▶ **OBJECTIVE**
Return every line of the data below verbatim, in its original order.
** Begin DATA SECTION **
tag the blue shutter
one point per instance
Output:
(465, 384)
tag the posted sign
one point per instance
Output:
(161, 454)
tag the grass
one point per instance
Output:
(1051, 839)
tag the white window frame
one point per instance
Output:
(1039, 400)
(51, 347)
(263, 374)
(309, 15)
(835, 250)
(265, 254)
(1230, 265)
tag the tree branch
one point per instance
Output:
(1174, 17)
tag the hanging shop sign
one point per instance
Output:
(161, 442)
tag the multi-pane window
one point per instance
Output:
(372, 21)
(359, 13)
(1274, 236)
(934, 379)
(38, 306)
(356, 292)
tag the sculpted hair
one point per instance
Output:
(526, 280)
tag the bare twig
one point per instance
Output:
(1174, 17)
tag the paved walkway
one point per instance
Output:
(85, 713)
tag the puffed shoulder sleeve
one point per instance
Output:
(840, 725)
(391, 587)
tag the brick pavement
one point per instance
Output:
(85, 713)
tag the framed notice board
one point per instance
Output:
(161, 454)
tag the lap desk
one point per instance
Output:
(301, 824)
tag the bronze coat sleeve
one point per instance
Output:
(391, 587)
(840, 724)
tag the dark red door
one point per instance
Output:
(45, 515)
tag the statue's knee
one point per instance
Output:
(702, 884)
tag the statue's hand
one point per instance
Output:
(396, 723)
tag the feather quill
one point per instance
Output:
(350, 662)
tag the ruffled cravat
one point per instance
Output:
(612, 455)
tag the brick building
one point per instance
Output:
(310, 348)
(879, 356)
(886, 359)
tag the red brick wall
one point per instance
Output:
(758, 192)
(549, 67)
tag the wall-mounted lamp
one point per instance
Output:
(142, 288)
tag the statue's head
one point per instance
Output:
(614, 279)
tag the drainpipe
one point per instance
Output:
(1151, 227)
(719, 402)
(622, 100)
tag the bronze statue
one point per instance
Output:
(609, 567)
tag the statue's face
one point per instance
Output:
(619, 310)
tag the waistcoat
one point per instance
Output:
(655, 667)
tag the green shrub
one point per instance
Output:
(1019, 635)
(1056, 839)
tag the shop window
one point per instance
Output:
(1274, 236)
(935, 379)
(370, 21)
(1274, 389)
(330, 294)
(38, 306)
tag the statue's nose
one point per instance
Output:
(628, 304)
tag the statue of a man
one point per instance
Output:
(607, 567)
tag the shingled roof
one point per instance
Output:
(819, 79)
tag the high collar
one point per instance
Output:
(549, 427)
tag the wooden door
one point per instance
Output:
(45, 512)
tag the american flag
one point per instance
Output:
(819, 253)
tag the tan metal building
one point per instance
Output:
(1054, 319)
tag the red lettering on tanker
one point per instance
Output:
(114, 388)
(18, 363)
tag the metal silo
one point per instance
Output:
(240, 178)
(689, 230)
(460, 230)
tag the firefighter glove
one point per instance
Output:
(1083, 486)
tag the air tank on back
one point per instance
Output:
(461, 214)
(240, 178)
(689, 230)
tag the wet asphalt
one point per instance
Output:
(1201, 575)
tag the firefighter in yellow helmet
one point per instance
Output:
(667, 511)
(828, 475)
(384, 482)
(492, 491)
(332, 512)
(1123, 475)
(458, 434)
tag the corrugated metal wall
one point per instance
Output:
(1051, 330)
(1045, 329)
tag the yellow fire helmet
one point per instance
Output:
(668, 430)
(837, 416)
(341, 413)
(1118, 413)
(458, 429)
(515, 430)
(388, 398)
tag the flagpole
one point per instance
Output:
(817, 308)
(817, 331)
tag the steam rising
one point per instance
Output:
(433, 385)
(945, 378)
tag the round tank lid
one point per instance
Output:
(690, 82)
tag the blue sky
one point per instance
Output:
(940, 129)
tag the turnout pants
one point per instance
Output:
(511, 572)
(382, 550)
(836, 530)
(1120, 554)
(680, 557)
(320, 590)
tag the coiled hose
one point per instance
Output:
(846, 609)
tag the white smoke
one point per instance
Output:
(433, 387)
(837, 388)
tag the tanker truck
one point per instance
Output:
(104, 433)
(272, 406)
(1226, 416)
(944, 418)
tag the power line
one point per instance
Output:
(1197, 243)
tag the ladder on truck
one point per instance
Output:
** End DATA SECTION **
▶ **SOLUTION FOR THIS PROBLEM**
tag the blue shutter
one point per instance
Output:
(465, 384)
tag the posted sign
one point per instance
Output:
(161, 454)
tag the grass
one point per instance
Output:
(1051, 839)
tag the white window frame
one point per instance
Output:
(1039, 400)
(51, 347)
(263, 374)
(309, 15)
(835, 250)
(265, 254)
(1230, 265)
tag the tree branch
one point per instance
Output:
(1174, 17)
tag the hanging shop sign
one point per instance
Output:
(161, 442)
tag the multi-pane window
one point per instance
Output:
(372, 21)
(359, 13)
(1274, 236)
(934, 379)
(38, 306)
(356, 292)
tag the sculpted hair
one point per instance
Output:
(526, 280)
tag the bare twig
one point per instance
Output:
(1174, 17)
tag the paved walkway
one point per instance
Output:
(85, 713)
tag the puffed shoulder sleeve
one point per instance
Output:
(840, 725)
(391, 587)
tag the brick pavement
one point per instance
Output:
(85, 713)
tag the framed notice board
one point per instance
Output:
(161, 454)
tag the lap desk
one point per instance
Output:
(301, 824)
tag the bronze coat sleeve
one point per instance
Output:
(391, 587)
(840, 724)
tag the dark red door
one point per instance
Output:
(45, 515)
tag the statue's knee
one point per instance
Output:
(702, 884)
tag the statue's hand
one point per instance
Output:
(396, 723)
tag the feather quill
one point per instance
Output:
(350, 662)
tag the ruffled cravat
one point per instance
Output:
(612, 455)
tag the brick building
one point per instance
Output:
(310, 348)
(879, 356)
(886, 359)
tag the red brick wall
one point per instance
Output:
(758, 192)
(549, 67)
tag the wall-mounted lamp
one point per instance
Output:
(142, 288)
tag the statue's head
one point per instance
Output:
(614, 279)
tag the drainpipe
one point per instance
Output:
(1151, 227)
(719, 402)
(622, 100)
tag the bronze statue
one point per instance
Output:
(609, 567)
tag the statue's face
one point per instance
Output:
(619, 310)
tag the waistcoat
one point per instance
Output:
(655, 667)
tag the green shrub
one point per instance
Output:
(1019, 635)
(1056, 839)
tag the shop window
one point per instance
Output:
(1274, 236)
(935, 379)
(370, 21)
(1274, 389)
(330, 294)
(38, 306)
tag the statue's nose
one point per instance
Output:
(628, 304)
tag the statue of a man
one point per instance
Output:
(607, 567)
tag the shingled roof
one point per instance
Output:
(819, 79)
tag the high collar
one point per instance
Output:
(549, 427)
tag the wooden door
one point per instance
Output:
(45, 512)
tag the american flag
one point per instance
Output:
(819, 253)
tag the tan metal building
one point per instance
Output:
(1054, 319)
tag the red lettering on tanker
one point per instance
Output:
(114, 388)
(18, 363)
tag the metal silo
one point per instance
Output:
(240, 178)
(689, 230)
(460, 230)
tag the firefighter glove
one point per instance
Output:
(1083, 486)
tag the air tank on back
one point per instance
Output:
(461, 214)
(240, 178)
(689, 230)
tag the wet asphalt
one point per instance
Output:
(1201, 575)
tag the firefighter in yellow helmet
one point per instance
Output:
(667, 511)
(828, 475)
(384, 482)
(492, 491)
(332, 512)
(1123, 475)
(458, 434)
tag the corrugated metal wall
one point per instance
Output:
(1051, 330)
(1045, 329)
tag the yellow fire helmet
one point per instance
Output:
(668, 430)
(837, 416)
(341, 413)
(1118, 413)
(458, 429)
(515, 430)
(388, 398)
tag the flagpole
one point per instance
Output:
(817, 308)
(817, 331)
tag the steam rising
one point per instance
Output:
(433, 385)
(945, 378)
tag the round tank lid
one point per instance
Output:
(690, 82)
tag the blue sky
one point per instance
Output:
(940, 129)
tag the turnout pants
one point per instance
Output:
(511, 572)
(382, 550)
(836, 530)
(1120, 554)
(680, 557)
(320, 590)
tag the coiled hose
one point per instance
Output:
(846, 609)
tag the white smoke
one point per instance
Output:
(433, 387)
(837, 388)
tag the tanker truck
one point per instance
Output:
(104, 433)
(272, 406)
(1226, 416)
(944, 418)
tag the power line
one point per instance
Output:
(1197, 243)
tag the ladder on truck
one point per instance
Output:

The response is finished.